EXERCISE DESCRIPTION: What is needed here is a word-for-word copy of all the entries below.

RECORD SET:
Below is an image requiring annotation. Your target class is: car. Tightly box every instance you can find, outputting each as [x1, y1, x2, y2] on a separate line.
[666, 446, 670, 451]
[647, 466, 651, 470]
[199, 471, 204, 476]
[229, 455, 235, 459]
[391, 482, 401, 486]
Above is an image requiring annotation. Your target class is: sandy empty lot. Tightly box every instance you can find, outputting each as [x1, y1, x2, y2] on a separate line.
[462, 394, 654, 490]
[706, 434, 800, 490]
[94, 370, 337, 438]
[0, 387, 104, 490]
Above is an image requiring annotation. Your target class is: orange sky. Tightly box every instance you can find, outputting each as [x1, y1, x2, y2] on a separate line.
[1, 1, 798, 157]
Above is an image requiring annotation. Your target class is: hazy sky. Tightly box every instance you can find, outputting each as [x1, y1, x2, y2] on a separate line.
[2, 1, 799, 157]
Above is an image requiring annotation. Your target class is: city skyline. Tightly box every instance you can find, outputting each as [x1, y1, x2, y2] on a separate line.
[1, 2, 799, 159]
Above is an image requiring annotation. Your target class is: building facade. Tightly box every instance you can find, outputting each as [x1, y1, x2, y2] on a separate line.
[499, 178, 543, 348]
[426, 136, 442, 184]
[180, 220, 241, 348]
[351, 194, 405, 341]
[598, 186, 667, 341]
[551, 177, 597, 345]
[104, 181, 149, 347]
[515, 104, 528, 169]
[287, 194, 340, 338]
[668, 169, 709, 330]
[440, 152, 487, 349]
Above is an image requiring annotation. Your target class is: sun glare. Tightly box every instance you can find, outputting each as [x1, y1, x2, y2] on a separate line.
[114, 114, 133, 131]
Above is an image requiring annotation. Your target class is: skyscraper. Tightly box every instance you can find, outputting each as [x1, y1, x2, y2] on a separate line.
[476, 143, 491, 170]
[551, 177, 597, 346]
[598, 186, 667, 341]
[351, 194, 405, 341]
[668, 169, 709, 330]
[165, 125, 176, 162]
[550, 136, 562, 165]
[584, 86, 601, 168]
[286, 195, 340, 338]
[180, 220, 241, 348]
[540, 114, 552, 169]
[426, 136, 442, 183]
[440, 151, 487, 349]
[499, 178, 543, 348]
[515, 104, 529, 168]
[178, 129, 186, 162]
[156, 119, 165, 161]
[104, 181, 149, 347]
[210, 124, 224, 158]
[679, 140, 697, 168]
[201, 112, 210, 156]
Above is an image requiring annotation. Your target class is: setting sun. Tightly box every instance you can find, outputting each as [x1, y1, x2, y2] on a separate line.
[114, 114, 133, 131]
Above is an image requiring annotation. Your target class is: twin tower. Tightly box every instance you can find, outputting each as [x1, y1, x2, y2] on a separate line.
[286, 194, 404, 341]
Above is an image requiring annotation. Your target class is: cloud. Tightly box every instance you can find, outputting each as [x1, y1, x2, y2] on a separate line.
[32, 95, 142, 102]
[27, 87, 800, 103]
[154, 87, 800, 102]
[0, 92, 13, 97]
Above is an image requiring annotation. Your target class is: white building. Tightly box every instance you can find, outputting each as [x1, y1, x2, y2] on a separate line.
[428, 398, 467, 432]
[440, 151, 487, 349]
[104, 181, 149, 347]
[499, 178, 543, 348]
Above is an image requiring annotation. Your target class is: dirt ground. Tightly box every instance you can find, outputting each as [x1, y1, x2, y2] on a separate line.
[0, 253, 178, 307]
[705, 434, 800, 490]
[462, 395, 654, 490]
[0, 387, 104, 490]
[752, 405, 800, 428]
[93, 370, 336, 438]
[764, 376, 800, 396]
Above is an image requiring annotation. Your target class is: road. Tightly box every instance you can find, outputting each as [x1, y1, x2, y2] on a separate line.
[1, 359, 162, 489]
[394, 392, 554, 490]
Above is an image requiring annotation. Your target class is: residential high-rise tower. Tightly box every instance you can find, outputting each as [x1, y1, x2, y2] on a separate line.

WRITTEN RESPONSE:
Below is an image requiring annotation. Your target class is: car. Tightly box every instance you can find, outputting each as [x1, y1, x2, y2] on a separate line.
[666, 446, 670, 451]
[647, 466, 651, 470]
[199, 471, 204, 476]
[229, 455, 235, 459]
[391, 482, 401, 486]
Above is an image requiring annotation. Your target class is: sandy empty lot. Tightly box every instance you can find, outputting each as [x1, y1, x2, y2] on a separate line.
[462, 394, 654, 490]
[706, 434, 800, 490]
[94, 370, 337, 438]
[0, 387, 104, 490]
Above is an image requiring annotation. Your target class is: orange sky. Tightly box every instance you can find, outputting each as [x1, y1, x2, y2] on a separate line.
[1, 1, 798, 157]
Above is an image requiring annotation. Your target class is: hazy sky. Tightly box every instance you can find, outputting each as [x1, y1, x2, y2] on a separate line.
[2, 1, 799, 157]
Above is an image requiring annotation. Your target class is: city skyline. Tightly box every instance you can find, outputting each as [x1, y1, x2, y2] on a separate line.
[1, 2, 799, 159]
Above is an image requiring annotation. Your target class is: building facade. Tightly box every instance you can find, outputting each as [x1, y1, x2, y2] on a separate line.
[499, 178, 543, 348]
[426, 136, 442, 184]
[180, 220, 241, 348]
[351, 194, 405, 341]
[598, 186, 667, 341]
[551, 177, 597, 345]
[104, 181, 149, 347]
[515, 104, 528, 169]
[287, 194, 340, 338]
[668, 169, 709, 330]
[440, 152, 487, 349]
Above is an image requiring annotation. Your target class is: sun glare. Tightly box every instance you can find, outputting each as [x1, y1, x2, y2] on a separate line.
[114, 114, 133, 131]
Above is an image requiring annotation. Your target class is: skyscraper. Tightly box every instance you can find, outputting each as [x1, y1, x2, y2] on a separate line.
[476, 143, 491, 170]
[551, 177, 597, 346]
[598, 186, 667, 341]
[351, 194, 405, 341]
[668, 169, 709, 330]
[165, 125, 176, 162]
[550, 136, 562, 165]
[584, 86, 601, 168]
[286, 195, 340, 338]
[180, 220, 241, 348]
[540, 114, 552, 169]
[426, 136, 442, 183]
[440, 151, 487, 349]
[499, 178, 543, 348]
[515, 104, 529, 168]
[178, 129, 186, 162]
[156, 119, 165, 161]
[104, 181, 149, 347]
[210, 124, 224, 158]
[679, 140, 697, 168]
[201, 112, 210, 156]
Above is an image requiring annotation. Your target class is: setting sun. Tightly box every instance you can find, outputting each as [x1, y1, x2, y2] on a separate line.
[114, 114, 133, 131]
Above is an image requiring annotation. Your target class is: twin tower. Tightly box every instance you can find, outputting each as [x1, y1, x2, y2] on a separate line.
[286, 194, 404, 341]
Above is an image requiring annotation. Your target class is: cloud. Tightly box every instance you can find, outputting each as [x1, y1, x2, y2] on a separate line.
[32, 95, 142, 102]
[27, 87, 800, 103]
[154, 87, 800, 102]
[0, 92, 13, 97]
Above is an image requiring annotation. Your target class is: white building. Tightly box every instance you can find, outputting each as [x1, y1, x2, y2] on a separate line.
[428, 398, 467, 432]
[440, 151, 487, 349]
[104, 181, 149, 347]
[499, 178, 543, 348]
Above is an image requiring annotation. Your target class is: dirt ground. Tightly box every instance you can find, outputting each as [x1, y1, x2, y2] on a separate line.
[0, 253, 178, 307]
[705, 434, 800, 490]
[462, 395, 654, 490]
[0, 387, 104, 490]
[752, 405, 800, 428]
[93, 370, 336, 438]
[764, 376, 800, 396]
Above is an image requiring annotation. Your target class is: road. Tightly box every instance you can find, outputting each as [x1, y1, x2, y2] on a separate line.
[1, 359, 162, 489]
[394, 392, 554, 490]
Above is an image requiring annotation. Your target class is: residential high-rise tower. Tightly box every instance you can find, outputting each as [x1, y1, x2, y2] on a separate line.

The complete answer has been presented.